Task directions: Copy the rows below verbatim, from the first line of the rows through the line containing "xmin=0 ymin=0 xmax=180 ymax=171", both ends included.

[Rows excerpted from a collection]
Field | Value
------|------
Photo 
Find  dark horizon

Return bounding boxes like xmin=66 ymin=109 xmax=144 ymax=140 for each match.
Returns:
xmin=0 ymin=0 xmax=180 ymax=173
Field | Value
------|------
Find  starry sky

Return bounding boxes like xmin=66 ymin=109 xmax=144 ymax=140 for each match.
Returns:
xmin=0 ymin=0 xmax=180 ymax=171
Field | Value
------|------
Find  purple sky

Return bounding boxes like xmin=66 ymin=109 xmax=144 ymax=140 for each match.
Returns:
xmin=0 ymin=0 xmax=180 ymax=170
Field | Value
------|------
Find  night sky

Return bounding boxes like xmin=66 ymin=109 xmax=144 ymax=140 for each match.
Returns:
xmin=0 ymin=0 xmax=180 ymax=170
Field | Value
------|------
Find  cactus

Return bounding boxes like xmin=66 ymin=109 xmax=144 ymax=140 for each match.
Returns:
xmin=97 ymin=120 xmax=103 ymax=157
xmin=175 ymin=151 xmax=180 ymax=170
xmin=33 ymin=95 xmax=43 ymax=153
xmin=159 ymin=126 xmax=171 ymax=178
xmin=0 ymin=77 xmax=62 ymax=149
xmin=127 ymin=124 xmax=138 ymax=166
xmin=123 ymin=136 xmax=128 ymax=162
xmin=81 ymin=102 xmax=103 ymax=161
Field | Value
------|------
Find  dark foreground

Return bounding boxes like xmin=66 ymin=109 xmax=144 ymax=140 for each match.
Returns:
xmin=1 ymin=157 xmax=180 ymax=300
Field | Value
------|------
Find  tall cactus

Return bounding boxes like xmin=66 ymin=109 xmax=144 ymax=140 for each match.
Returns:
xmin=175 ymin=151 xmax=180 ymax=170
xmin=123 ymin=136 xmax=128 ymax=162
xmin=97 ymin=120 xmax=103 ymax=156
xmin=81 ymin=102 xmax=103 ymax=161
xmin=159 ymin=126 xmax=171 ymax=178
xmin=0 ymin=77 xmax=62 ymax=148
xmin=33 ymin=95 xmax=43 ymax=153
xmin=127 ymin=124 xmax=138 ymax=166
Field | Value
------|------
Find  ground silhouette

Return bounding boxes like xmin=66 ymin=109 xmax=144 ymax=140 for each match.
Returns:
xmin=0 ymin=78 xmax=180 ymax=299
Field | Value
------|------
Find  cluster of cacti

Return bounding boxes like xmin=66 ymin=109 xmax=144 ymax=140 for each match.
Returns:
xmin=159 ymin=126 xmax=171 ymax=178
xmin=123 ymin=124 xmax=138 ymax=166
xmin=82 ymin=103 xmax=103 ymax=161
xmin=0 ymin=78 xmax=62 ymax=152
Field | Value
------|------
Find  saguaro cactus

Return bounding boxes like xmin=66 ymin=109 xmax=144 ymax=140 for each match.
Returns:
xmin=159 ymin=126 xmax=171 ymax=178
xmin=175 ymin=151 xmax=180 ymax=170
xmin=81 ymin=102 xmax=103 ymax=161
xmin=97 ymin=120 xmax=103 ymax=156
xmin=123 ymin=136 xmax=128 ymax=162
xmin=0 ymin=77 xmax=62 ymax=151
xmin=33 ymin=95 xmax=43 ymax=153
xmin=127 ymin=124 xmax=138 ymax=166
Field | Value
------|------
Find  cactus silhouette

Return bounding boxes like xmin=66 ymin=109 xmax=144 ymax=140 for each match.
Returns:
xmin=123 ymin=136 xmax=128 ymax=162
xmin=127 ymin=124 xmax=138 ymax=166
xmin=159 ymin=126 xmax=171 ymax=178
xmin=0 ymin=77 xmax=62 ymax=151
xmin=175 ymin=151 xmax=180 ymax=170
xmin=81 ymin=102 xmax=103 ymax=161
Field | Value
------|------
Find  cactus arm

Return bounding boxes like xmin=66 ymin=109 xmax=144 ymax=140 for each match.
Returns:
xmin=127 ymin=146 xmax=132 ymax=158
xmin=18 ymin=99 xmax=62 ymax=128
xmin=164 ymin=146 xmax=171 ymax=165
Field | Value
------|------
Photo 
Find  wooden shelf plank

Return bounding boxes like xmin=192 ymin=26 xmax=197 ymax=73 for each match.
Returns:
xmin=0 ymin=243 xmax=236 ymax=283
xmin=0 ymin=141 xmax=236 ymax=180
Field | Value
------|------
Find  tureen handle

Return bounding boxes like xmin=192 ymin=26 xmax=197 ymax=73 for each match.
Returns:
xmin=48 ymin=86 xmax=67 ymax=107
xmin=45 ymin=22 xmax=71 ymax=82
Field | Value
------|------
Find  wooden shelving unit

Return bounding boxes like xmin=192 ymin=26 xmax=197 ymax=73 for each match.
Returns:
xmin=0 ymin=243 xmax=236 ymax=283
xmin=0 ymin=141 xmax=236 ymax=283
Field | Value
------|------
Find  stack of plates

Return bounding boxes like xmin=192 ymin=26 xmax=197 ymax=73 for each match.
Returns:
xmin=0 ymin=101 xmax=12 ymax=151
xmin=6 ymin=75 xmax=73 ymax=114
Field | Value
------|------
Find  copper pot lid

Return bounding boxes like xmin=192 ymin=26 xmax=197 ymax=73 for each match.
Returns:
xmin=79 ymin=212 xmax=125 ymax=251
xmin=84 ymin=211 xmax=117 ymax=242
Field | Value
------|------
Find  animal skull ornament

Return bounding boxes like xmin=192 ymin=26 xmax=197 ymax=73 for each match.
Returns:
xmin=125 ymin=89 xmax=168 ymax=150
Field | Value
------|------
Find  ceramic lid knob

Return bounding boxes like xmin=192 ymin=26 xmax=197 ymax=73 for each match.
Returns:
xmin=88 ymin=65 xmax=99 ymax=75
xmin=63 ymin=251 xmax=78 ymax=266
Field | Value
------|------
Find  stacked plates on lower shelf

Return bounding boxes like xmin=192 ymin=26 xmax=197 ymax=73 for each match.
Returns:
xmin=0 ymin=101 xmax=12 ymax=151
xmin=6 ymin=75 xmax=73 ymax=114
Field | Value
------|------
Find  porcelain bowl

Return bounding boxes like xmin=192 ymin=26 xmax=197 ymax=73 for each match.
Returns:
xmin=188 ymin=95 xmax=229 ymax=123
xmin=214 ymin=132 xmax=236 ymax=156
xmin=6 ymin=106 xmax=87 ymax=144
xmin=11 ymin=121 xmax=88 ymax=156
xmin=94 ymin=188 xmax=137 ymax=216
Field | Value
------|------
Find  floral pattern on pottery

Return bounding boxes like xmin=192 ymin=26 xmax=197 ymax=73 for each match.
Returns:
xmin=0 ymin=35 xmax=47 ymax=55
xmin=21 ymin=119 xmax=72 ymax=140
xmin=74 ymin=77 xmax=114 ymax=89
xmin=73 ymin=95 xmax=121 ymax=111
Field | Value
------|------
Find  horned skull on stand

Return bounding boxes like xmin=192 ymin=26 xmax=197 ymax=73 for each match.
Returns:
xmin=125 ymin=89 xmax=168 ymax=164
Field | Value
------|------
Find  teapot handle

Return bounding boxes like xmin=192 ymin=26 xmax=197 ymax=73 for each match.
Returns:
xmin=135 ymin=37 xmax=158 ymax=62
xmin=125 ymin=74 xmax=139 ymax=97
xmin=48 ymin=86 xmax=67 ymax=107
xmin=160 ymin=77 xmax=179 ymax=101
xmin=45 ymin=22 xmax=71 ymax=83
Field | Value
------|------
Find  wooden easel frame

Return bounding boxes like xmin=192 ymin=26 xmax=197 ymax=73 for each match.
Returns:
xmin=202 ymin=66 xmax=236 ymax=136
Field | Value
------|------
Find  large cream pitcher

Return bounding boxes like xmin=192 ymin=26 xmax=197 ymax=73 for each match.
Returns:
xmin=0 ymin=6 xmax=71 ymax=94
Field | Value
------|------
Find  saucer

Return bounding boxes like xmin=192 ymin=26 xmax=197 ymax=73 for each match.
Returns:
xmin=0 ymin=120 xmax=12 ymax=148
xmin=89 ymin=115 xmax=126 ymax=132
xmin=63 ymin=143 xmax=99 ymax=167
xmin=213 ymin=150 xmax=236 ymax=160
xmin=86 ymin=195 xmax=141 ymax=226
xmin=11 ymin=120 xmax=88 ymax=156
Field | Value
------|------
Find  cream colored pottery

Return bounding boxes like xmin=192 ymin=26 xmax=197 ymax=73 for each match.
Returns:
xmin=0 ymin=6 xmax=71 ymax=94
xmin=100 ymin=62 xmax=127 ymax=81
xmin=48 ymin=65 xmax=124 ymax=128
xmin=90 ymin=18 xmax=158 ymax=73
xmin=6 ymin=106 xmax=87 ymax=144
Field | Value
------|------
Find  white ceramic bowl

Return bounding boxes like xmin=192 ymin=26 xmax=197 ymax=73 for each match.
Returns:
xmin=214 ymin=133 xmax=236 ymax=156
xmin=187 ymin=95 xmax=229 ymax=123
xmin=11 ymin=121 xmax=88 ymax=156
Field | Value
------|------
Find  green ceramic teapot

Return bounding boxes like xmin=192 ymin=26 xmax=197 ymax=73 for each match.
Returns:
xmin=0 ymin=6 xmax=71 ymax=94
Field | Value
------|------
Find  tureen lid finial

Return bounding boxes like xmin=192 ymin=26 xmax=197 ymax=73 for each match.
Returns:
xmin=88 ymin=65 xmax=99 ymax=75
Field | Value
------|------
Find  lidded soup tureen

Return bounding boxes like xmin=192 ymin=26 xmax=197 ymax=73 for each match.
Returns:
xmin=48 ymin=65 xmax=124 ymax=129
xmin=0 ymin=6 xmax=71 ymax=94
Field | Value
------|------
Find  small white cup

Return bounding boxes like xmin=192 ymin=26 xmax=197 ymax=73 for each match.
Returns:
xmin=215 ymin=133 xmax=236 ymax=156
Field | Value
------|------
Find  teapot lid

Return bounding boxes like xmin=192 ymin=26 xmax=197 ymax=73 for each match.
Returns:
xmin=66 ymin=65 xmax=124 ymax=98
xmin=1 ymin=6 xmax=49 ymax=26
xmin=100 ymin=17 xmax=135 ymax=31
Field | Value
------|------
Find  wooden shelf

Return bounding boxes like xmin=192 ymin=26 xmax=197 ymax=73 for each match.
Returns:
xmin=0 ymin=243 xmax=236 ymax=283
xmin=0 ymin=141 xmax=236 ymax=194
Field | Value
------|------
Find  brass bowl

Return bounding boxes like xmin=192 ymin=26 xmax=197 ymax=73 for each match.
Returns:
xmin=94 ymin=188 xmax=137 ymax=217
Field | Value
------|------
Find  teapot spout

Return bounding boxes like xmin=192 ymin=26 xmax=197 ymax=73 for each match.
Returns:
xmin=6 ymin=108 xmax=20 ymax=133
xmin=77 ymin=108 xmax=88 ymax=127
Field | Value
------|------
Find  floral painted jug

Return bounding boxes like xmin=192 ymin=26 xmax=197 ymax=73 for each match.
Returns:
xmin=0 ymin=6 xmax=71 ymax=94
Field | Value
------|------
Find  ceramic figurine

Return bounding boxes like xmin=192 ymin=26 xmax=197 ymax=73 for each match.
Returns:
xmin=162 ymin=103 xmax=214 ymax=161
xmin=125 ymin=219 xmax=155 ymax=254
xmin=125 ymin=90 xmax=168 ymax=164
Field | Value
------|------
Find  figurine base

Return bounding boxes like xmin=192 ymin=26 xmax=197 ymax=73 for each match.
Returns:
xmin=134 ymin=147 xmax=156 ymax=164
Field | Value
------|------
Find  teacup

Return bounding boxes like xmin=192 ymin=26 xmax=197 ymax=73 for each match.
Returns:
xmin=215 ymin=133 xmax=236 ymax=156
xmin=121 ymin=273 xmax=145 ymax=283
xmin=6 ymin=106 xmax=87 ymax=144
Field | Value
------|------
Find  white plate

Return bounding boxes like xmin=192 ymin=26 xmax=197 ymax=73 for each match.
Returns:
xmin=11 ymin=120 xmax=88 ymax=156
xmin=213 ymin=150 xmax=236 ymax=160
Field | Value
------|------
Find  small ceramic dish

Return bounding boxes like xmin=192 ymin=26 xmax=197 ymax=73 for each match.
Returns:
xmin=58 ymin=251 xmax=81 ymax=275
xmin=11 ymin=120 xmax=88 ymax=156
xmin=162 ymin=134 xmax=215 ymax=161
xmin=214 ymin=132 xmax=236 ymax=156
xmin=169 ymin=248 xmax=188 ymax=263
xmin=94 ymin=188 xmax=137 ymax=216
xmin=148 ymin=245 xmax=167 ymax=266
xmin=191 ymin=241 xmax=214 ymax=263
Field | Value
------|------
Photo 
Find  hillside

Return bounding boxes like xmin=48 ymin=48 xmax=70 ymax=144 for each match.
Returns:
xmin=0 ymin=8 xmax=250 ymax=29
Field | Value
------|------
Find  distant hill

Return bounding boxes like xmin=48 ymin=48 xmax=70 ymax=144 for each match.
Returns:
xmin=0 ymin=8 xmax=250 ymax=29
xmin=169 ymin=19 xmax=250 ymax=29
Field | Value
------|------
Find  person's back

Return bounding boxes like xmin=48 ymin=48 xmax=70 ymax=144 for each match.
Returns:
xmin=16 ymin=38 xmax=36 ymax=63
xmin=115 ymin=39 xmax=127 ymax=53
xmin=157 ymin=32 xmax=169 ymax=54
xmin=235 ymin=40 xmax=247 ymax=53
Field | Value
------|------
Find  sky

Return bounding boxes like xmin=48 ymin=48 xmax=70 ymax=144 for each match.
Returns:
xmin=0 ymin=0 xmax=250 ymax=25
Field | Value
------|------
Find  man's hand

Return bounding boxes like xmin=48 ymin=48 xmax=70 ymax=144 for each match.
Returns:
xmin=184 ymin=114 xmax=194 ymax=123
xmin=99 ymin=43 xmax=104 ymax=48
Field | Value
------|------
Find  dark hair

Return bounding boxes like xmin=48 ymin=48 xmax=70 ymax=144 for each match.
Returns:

Correct result:
Field | Value
------|------
Photo 
Find  dark horizon

Return bounding boxes like xmin=66 ymin=109 xmax=144 ymax=140 for each match.
Returns:
xmin=0 ymin=0 xmax=180 ymax=173
Field | Value
------|------
Find  starry sky

Return bounding boxes like xmin=66 ymin=109 xmax=144 ymax=140 for each match.
Returns:
xmin=0 ymin=0 xmax=180 ymax=171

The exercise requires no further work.